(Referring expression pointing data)
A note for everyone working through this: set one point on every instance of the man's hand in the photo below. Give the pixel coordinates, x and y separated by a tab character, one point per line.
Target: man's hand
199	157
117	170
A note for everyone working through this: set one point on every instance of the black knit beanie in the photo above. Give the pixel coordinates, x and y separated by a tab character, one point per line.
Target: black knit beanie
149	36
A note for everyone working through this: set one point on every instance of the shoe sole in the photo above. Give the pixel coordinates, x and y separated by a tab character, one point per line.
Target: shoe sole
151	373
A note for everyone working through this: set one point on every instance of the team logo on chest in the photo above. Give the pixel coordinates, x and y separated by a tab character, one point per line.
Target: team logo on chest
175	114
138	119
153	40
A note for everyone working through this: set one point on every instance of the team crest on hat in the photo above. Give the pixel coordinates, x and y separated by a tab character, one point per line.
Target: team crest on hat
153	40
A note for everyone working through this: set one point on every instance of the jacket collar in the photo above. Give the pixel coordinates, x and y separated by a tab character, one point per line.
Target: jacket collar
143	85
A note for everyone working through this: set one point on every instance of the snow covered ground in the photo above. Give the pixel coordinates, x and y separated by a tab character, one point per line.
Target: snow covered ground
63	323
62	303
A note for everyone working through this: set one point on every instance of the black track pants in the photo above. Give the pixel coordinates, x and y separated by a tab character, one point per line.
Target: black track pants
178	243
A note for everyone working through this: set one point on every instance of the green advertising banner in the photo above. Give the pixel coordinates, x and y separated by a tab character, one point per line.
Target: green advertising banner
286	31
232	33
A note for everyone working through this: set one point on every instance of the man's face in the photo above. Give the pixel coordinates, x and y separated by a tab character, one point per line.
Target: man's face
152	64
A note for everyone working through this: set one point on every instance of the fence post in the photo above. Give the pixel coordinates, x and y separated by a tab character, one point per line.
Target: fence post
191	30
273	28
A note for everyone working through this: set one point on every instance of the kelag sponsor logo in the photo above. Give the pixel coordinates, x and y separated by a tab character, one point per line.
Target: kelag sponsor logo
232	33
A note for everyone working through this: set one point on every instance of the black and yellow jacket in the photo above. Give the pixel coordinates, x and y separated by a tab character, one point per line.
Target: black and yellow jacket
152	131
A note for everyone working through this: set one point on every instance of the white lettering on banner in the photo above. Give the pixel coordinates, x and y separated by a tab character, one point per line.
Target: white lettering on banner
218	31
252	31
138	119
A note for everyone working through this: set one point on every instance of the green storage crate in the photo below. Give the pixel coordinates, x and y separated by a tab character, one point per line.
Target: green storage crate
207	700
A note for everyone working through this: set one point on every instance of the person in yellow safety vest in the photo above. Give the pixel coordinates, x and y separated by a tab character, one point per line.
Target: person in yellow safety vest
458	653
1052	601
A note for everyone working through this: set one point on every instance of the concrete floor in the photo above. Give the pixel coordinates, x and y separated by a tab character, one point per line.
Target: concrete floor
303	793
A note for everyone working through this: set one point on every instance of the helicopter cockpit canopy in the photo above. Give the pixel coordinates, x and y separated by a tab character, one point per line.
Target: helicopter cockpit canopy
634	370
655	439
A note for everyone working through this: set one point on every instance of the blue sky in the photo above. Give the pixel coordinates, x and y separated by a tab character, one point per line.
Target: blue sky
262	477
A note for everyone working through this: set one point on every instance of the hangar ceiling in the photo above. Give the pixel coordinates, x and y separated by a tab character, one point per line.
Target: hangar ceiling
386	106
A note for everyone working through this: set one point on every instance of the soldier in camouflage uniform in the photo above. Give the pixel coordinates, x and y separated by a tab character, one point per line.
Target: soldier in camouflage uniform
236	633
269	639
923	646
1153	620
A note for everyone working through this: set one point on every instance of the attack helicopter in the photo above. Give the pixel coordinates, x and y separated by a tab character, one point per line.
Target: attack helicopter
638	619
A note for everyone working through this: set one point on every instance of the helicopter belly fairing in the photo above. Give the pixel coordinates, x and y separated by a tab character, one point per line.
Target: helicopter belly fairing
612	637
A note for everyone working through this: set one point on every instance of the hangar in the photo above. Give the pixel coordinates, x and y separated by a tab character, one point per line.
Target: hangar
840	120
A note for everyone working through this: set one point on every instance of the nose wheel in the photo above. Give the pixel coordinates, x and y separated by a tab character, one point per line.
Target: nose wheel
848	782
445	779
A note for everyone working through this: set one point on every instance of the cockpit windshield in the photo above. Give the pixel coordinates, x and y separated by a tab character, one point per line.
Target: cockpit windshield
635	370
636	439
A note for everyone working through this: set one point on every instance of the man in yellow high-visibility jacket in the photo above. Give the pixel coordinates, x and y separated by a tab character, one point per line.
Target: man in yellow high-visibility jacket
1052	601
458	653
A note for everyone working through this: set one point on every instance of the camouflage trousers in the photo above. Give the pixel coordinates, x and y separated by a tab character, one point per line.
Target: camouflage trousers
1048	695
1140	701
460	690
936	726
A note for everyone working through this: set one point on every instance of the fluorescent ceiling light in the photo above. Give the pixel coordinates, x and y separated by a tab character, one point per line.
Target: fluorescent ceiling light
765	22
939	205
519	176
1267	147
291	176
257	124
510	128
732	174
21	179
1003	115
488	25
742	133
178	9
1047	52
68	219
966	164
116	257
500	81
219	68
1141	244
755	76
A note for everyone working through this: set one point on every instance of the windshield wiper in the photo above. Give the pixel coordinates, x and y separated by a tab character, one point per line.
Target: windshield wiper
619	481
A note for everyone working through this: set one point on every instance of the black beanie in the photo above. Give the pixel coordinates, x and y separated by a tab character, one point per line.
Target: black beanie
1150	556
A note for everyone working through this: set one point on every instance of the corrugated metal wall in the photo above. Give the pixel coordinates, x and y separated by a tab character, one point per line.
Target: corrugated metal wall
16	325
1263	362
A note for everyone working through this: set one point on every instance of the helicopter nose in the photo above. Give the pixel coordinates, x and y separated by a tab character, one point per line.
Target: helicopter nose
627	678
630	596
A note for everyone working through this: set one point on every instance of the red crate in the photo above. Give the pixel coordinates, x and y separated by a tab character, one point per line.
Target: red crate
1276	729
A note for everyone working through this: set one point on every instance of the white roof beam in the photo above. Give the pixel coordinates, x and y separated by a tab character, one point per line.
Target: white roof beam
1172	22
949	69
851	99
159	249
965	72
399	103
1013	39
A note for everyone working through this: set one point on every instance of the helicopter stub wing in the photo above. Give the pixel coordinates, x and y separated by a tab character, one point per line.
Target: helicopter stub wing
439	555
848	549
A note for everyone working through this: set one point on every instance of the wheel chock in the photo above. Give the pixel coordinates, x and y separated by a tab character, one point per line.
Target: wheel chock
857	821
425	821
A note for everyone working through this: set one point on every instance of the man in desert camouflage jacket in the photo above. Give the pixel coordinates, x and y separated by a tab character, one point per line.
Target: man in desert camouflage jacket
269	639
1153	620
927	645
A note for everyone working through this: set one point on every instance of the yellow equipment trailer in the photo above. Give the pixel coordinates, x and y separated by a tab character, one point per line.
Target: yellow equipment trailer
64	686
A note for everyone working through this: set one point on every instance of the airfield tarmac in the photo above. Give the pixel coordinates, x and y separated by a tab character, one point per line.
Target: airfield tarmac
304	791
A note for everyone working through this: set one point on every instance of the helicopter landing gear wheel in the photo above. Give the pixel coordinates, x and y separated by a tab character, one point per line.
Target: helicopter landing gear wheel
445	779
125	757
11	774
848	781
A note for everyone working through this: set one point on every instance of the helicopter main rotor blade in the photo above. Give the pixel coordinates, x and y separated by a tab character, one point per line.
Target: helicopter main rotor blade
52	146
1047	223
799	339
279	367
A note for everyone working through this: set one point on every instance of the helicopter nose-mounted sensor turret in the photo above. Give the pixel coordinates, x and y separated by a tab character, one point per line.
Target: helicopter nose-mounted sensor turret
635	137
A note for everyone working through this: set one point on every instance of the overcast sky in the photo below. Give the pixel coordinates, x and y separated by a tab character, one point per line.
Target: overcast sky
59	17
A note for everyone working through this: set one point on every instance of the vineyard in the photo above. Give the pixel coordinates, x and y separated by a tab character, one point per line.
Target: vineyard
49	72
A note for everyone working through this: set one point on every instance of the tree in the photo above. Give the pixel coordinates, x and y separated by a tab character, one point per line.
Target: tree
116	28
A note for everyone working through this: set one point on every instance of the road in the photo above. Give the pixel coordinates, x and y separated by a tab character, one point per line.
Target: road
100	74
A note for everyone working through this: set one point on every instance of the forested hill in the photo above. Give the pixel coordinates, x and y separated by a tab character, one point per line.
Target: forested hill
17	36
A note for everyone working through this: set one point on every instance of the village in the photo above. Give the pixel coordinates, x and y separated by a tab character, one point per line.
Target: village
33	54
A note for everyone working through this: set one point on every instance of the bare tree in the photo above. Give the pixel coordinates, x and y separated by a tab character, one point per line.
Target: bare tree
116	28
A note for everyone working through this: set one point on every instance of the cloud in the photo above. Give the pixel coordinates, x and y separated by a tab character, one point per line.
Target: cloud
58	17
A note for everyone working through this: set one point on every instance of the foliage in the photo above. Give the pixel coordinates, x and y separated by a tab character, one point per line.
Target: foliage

## WORK TO BE COMPLETED
Copy out all the lines of the records that include "foliage".

## SOLUTION
A note for everyone working through this: set one point on every instance of the foliage in the photo above. Give the pixel coordinates, x and y separated by a tab character, one point per line.
Target: foliage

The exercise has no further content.